| EXERCISE |
Reproduce the data below verbatim, line for line, without altering any wording or figure.
** begin RECORDS PROVIDED **
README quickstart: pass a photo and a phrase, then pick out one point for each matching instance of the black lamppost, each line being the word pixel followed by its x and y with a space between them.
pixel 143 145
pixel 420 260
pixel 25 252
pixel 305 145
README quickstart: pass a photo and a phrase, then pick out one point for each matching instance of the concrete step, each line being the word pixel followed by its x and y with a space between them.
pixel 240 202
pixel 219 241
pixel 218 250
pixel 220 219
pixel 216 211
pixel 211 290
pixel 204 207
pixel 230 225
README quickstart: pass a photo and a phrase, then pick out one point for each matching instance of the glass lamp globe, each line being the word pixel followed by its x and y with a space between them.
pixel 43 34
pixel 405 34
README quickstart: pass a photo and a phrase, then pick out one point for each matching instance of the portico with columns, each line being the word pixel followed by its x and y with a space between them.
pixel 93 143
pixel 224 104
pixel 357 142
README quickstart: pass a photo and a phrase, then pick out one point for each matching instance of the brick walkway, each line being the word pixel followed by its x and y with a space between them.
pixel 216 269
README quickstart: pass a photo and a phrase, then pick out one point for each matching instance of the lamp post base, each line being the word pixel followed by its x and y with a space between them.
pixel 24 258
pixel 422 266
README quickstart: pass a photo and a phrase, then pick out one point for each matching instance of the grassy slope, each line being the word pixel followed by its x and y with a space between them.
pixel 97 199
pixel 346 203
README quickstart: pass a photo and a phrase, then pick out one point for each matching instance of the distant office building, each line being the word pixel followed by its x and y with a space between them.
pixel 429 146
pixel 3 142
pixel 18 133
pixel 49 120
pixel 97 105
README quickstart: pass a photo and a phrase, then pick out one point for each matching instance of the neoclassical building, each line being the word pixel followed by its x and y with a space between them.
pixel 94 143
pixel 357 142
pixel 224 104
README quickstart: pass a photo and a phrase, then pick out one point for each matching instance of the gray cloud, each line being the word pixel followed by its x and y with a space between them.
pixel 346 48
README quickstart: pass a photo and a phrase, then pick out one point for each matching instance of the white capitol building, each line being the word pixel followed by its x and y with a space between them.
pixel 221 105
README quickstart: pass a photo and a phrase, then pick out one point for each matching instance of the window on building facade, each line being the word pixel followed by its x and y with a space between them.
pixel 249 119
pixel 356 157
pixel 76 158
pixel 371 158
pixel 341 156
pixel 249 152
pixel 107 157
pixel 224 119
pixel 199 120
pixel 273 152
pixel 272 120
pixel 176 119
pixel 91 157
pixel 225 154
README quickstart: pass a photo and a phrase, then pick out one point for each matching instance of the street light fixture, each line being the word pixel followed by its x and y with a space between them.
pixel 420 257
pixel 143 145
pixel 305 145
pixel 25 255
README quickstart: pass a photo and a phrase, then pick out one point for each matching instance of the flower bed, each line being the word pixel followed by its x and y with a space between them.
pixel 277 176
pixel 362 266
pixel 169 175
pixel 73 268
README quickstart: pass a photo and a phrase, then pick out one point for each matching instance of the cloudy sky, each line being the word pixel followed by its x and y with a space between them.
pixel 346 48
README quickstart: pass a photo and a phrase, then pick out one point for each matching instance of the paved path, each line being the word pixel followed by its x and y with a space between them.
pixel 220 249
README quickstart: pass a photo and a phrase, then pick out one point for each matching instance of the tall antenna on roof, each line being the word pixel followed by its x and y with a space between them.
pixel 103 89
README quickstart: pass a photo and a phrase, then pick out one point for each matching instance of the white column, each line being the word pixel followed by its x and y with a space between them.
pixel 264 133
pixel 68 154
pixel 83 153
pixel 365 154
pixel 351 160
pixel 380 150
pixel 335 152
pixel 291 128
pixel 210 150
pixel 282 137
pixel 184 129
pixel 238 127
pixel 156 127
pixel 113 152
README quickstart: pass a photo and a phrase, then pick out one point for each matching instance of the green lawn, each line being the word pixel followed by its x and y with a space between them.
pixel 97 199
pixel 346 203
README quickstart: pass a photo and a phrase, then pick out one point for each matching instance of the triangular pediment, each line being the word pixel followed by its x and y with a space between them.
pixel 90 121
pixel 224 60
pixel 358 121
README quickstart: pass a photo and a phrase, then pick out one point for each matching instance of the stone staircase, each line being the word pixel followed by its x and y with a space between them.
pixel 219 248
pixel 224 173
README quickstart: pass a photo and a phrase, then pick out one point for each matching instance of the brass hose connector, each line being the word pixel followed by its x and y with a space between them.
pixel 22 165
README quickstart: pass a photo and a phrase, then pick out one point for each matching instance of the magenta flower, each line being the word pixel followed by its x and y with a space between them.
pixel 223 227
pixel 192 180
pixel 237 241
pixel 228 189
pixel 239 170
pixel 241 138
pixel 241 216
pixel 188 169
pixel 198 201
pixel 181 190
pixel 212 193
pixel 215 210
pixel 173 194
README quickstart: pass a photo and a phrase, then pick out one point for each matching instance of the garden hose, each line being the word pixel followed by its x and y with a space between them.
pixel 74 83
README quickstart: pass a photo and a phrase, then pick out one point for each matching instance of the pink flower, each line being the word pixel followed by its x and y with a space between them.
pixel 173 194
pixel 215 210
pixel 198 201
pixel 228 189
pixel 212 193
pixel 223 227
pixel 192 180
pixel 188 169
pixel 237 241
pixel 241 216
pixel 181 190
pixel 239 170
** end RECORDS PROVIDED **
| ANSWER IN FULL |
README quickstart: pass a photo and a phrase, then pick out one point for each matching instance of the black lamppost, each line being the word pixel followed by its x and y with a space between them.
pixel 143 145
pixel 420 260
pixel 25 252
pixel 305 145
README quickstart: pass a photo and a phrase, then pick out one point for each matching instance of the concrete step, each line being the word pixel followed by its x and y with a space between them.
pixel 240 202
pixel 219 241
pixel 218 250
pixel 220 219
pixel 216 211
pixel 211 290
pixel 204 207
pixel 230 225
README quickstart: pass a photo and a phrase, then pick out one point for each matching instance of the glass lamp globe, each line being the word pixel followed by its x and y with a space between them.
pixel 43 34
pixel 405 34
README quickstart: pass a photo and a phrase, then pick out one point for each matching instance of the portico with columns, each line being the word pixel followed by its x and y with a space between them.
pixel 93 143
pixel 224 104
pixel 357 142
README quickstart: pass a photo and a phrase, then pick out one point for each matching instance of the brick walkway, each line being the word pixel followed by its x and y with a space between them.
pixel 216 269
README quickstart: pass a photo and a phrase, then pick out one point for each matching instance of the lamp post base, each line being the word pixel followed by its x and y with a space between them.
pixel 24 258
pixel 422 266
README quickstart: pass a photo and a phrase, then pick out one point for each matching instance of the grassy slope, each line being the word pixel followed by its x and y with a space between them.
pixel 97 199
pixel 346 203
README quickstart: pass a photo and a phrase, then pick out one point for each matching instance of the distant office building, each line being the word pixel followed by its x and y with a space between them.
pixel 429 146
pixel 3 142
pixel 18 133
pixel 49 120
pixel 97 105
README quickstart: pass a photo and a phrase, then pick out one point for each matching instance of the neoclassical building, each line being the word pixel followed by its x and y with a space between them.
pixel 94 143
pixel 357 142
pixel 224 104
README quickstart: pass a photo and a phrase, then pick out one point for each matching instance of the gray cloud, each line being the word pixel followed by its x and y with a space between them.
pixel 346 48
README quickstart: pass a photo and a phrase, then pick out one point for each matching instance of the white capitol building, each line being the word pixel followed by its x and y with a space between them.
pixel 221 105
README quickstart: pass a photo and a phrase, then pick out one point for each matching instance of the window on building facade, each line being the word pixel followed by its x and y with a space between them.
pixel 249 119
pixel 356 157
pixel 76 158
pixel 371 158
pixel 341 156
pixel 249 152
pixel 107 157
pixel 224 119
pixel 199 120
pixel 273 152
pixel 272 120
pixel 176 119
pixel 91 157
pixel 225 154
README quickstart: pass a photo and a phrase, then pick out one point for each matching instance of the street light fixture, each line being the word pixel followed by its x and y with a space between them.
pixel 420 257
pixel 143 145
pixel 305 145
pixel 25 255
README quickstart: pass a photo and a phrase, then pick out one point for each matching instance of the flower bed, each line being the word pixel followed by its x and y with a space between them.
pixel 277 176
pixel 362 266
pixel 169 175
pixel 73 268
README quickstart: pass a photo and a phrase, then pick out one point for each matching instance of the cloudy sky, each line being the word pixel followed by its x and y with a space between them.
pixel 346 48
README quickstart: pass a photo and a phrase, then pick out one point for each matching instance of the paved path, each line being the word pixel followed by its x and y with a space between them.
pixel 220 249
README quickstart: pass a photo and a phrase, then pick out one point for each matching instance of the tall antenna on roof, each line being the word pixel followed by its x and y with a space between them.
pixel 103 89
README quickstart: pass a photo and a phrase, then pick out one point for each matching instance of the white column, each line being the word pixel followed by its x and y with a space between them.
pixel 264 133
pixel 68 154
pixel 83 153
pixel 365 154
pixel 351 160
pixel 380 150
pixel 335 152
pixel 291 128
pixel 210 150
pixel 282 137
pixel 184 129
pixel 238 127
pixel 156 127
pixel 113 152
README quickstart: pass a photo and a phrase, then pick out one point for each matching instance of the green lawn, each line being the word pixel followed by its x and y with a space between them.
pixel 97 199
pixel 346 203
README quickstart: pass a photo and a phrase, then pick out one point for each matching instance of the triangular pediment, each line being the word pixel followed by its x and y with a space between them.
pixel 90 121
pixel 224 60
pixel 358 121
README quickstart: pass a photo and a phrase, then pick out one point for each matching instance of the stone staircase, each line being the word pixel followed by its x and y with a space between them.
pixel 219 248
pixel 224 173
README quickstart: pass a photo and a phrase, then pick out one point for each matching instance of the brass hose connector, each line being the word pixel followed by its x and y with a space between them.
pixel 22 165
README quickstart: pass a photo and a phrase, then pick out one point for each matching instance of the magenta flower, each line being the word pixel followed by its x and y with a space between them.
pixel 223 227
pixel 192 180
pixel 237 241
pixel 228 189
pixel 239 170
pixel 241 138
pixel 241 216
pixel 188 169
pixel 198 201
pixel 181 190
pixel 212 193
pixel 215 210
pixel 173 194
README quickstart: pass a photo and a phrase, then pick out one point for each matching instance of the garden hose, each line being the word pixel followed by its x and y with a space between them.
pixel 74 83
README quickstart: pass a photo and a phrase, then pick out one point for each matching instance of the pink flower, each line being the word pixel followed by its x and y with a space between them.
pixel 173 194
pixel 215 210
pixel 198 201
pixel 228 189
pixel 212 193
pixel 223 227
pixel 192 180
pixel 188 169
pixel 237 241
pixel 241 216
pixel 181 190
pixel 239 170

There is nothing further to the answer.